> **Study questions**
1. In the Yoga Alliance article, where is the organization headquartered?
2. Translate this sentence from the Yoga Alliance article into Spanish: "All members are required to abide by this commitment."

= Yoga Alliance =

U.S.-based nonprofit organization

The Yoga Alliance is a U.S.-based nonprofit membership trade and professional organization for yoga teachers, headquartered in Arlington Virginia. The organization created the title of Registered Yoga Teacher in the United States to refer to teachers who have finished a yoga teacher training through a school registered with the Yoga Alliance. Yoga Alliance charges an annual fee for teachers and schools to be registered.

The Yoga Alliance states that its registry is a voluntary credentialing system. The teacher registry is not a certification program, but a listing of teachers who meet Yoga Alliance's Requirements for teaching experience and have completed their training at a Registered Yoga School.

== Standards ==

Registered Yoga Teacher is a title in the United States that designates a yoga teacher who has received a certain standard of yoga teacher training at a registered yoga school. The designation is offered by the Yoga Alliance at 200-, 300- and 500-hour levels.

In March 2020, in response to the COVID-19 pandemic, Yoga Alliance temporarily permitted Registered Yoga Schools (RYS) to conduct teacher training programs fully online. This exception later evolved into a permanent option under its 2023 Digital Standards policy.

The Yoga Alliance published in 2021 "Elevated Standards" for its basic Registered Yoga School 200 hours teaching credential. The core curriculum consists of 75 hours of techniques, training, and practice in asana, pranayama and subtle body, and meditation; 30 hours on anatomy, physiology, and biomechanics, of which 20 can be taught online; 30 hours of yoga humanities, covering history, philosophy, and ethics (such as from the Yoga Sutras) of yoga; and 50 hours of professional skills, covering teaching methodology, professional development, and teaching practice ("practicum").

The Yoga Alliance has published an "Ethical Commitment" which consists of a code of conduct, a scope of practice, and a commitment to equity in yoga. All members are required to abide by this commitment. The code of conduct covers behavior on training programs and classes, appropriate student-teacher relationships, touching only by consent, and honesty. The scope of practice sets out the yoga teacher's role including teaching and advising. Equity in yoga draws attention to existing inequities in and around yoga practice and sets out to remedy those.

> **Available data**
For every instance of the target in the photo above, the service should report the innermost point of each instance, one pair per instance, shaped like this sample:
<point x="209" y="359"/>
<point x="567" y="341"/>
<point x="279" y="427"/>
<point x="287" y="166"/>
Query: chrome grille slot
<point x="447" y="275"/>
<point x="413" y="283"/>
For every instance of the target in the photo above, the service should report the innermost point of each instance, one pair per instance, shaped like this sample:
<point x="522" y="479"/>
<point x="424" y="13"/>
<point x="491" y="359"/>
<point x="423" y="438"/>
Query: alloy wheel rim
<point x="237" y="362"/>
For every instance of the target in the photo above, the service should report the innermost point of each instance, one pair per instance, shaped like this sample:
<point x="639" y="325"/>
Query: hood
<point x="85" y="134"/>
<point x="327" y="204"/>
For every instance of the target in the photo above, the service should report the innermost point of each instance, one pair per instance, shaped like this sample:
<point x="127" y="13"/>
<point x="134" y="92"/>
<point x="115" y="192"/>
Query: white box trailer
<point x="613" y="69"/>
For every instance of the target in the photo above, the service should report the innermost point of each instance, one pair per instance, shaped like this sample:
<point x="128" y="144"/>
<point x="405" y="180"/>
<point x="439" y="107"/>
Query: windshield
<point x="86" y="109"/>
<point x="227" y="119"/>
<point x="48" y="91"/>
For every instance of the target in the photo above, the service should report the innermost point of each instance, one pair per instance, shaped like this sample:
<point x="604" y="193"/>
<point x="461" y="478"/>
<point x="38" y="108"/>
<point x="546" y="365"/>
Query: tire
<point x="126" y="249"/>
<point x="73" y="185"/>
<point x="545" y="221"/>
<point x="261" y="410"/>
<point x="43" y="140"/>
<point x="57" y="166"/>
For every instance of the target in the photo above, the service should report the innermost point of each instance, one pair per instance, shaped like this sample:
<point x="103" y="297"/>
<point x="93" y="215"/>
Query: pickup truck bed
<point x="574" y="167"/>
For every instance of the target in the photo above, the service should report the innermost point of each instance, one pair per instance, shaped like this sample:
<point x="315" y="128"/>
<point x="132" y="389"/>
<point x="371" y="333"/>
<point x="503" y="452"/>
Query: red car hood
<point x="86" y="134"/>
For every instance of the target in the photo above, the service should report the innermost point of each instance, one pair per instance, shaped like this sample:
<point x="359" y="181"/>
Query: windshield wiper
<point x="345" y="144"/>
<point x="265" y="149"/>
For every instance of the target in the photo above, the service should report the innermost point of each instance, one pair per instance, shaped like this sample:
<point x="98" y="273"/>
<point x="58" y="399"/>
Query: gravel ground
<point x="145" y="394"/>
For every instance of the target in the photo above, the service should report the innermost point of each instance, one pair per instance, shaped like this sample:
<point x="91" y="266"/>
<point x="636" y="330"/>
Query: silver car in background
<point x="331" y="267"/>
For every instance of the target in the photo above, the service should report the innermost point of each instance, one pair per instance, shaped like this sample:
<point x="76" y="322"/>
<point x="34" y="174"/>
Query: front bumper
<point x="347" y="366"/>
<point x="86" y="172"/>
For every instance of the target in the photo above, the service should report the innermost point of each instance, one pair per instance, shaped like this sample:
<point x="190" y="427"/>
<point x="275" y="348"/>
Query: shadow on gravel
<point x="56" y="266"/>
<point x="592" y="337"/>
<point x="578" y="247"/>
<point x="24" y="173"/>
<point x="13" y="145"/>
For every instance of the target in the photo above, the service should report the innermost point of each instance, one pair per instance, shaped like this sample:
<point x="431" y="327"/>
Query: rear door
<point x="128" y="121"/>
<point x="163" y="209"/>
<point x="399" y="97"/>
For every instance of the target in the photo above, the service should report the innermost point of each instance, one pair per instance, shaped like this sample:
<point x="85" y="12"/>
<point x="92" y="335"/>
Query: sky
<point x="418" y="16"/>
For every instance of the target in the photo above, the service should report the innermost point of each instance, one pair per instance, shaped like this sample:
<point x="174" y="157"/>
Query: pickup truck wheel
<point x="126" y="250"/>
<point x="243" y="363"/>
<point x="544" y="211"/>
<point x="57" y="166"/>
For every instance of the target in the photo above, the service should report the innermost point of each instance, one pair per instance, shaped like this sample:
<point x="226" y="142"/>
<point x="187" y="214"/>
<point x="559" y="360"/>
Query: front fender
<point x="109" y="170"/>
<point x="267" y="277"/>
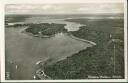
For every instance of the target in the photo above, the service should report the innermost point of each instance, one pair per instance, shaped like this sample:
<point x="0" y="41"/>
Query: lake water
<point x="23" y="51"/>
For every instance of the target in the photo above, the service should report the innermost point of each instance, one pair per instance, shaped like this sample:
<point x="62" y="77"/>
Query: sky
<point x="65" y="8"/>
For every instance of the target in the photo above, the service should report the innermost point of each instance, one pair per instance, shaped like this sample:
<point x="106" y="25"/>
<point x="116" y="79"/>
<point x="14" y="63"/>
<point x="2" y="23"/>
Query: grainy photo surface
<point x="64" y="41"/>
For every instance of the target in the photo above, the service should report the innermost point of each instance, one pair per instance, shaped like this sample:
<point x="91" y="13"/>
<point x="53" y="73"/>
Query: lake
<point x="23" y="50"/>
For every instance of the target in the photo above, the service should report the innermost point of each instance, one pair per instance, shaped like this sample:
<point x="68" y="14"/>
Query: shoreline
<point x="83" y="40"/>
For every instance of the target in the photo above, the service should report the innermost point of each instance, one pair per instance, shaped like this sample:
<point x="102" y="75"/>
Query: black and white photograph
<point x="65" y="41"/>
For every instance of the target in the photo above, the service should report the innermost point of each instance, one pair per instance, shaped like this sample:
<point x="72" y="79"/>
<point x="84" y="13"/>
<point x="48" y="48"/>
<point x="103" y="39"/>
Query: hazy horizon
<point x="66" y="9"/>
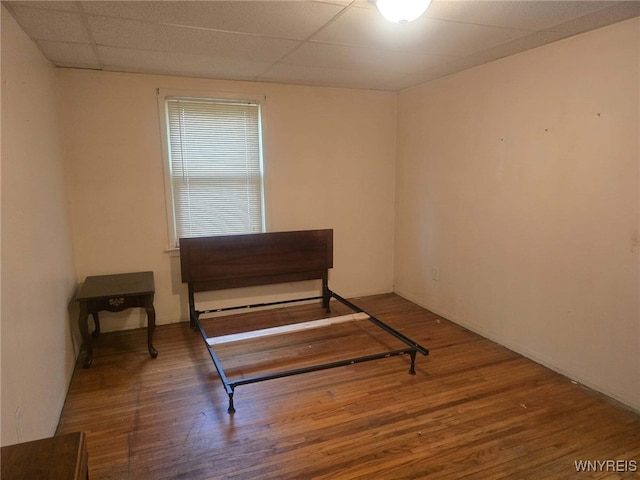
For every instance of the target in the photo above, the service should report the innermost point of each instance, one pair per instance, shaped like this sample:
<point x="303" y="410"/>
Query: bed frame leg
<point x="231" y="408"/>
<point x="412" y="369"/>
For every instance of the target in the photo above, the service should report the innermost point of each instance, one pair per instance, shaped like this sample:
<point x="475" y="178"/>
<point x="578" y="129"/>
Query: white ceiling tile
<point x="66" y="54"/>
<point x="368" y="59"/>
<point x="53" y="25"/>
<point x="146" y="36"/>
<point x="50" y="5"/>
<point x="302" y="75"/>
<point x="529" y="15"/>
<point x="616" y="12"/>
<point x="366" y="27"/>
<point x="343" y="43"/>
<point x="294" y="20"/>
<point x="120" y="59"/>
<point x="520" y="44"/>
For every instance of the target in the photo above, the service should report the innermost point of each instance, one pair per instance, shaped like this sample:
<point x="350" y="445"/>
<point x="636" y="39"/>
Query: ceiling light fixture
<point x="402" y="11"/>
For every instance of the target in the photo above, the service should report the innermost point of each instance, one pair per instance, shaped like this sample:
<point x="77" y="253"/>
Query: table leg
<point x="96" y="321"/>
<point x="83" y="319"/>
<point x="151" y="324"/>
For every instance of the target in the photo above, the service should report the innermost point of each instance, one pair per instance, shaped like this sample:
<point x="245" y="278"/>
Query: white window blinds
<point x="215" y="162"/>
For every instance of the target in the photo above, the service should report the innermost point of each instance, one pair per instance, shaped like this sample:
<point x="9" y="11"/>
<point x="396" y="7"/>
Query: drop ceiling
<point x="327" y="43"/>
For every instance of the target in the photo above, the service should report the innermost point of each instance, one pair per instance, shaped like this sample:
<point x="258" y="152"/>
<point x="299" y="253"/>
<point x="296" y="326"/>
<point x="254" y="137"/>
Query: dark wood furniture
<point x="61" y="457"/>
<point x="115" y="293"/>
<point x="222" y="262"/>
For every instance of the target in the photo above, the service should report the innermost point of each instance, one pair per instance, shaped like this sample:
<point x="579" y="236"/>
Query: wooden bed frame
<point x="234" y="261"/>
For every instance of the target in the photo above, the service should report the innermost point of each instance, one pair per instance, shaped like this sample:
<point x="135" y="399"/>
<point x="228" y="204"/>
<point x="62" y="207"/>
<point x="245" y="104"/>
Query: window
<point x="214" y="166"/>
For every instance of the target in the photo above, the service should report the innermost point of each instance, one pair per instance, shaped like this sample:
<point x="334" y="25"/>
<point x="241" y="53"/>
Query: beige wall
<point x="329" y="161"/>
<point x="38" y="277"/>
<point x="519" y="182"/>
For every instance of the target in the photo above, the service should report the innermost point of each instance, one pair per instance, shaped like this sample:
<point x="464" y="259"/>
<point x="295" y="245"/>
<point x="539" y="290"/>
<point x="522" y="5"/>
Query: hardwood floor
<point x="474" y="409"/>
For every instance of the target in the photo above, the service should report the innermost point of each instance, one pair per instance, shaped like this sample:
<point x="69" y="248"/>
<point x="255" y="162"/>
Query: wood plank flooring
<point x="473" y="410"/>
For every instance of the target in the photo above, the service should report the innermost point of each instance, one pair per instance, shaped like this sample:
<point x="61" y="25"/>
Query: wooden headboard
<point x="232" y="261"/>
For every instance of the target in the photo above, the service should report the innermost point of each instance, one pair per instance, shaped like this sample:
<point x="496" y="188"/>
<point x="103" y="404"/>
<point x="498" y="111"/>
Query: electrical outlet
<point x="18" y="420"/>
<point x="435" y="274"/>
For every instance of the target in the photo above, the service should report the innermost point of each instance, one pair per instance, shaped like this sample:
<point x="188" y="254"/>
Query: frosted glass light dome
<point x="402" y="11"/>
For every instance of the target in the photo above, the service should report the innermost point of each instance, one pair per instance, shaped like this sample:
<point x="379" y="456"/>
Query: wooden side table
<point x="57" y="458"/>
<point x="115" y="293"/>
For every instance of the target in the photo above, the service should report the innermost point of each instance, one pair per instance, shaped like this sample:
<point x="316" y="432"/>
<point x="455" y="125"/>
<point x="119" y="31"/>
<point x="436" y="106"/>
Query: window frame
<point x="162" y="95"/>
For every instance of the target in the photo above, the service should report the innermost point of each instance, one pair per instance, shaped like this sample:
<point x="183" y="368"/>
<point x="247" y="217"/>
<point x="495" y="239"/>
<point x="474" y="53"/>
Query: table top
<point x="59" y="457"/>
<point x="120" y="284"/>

> **Answers below**
1. Arlington, Virginia

2. Todos los miembros están obligados a cumplir este compromiso.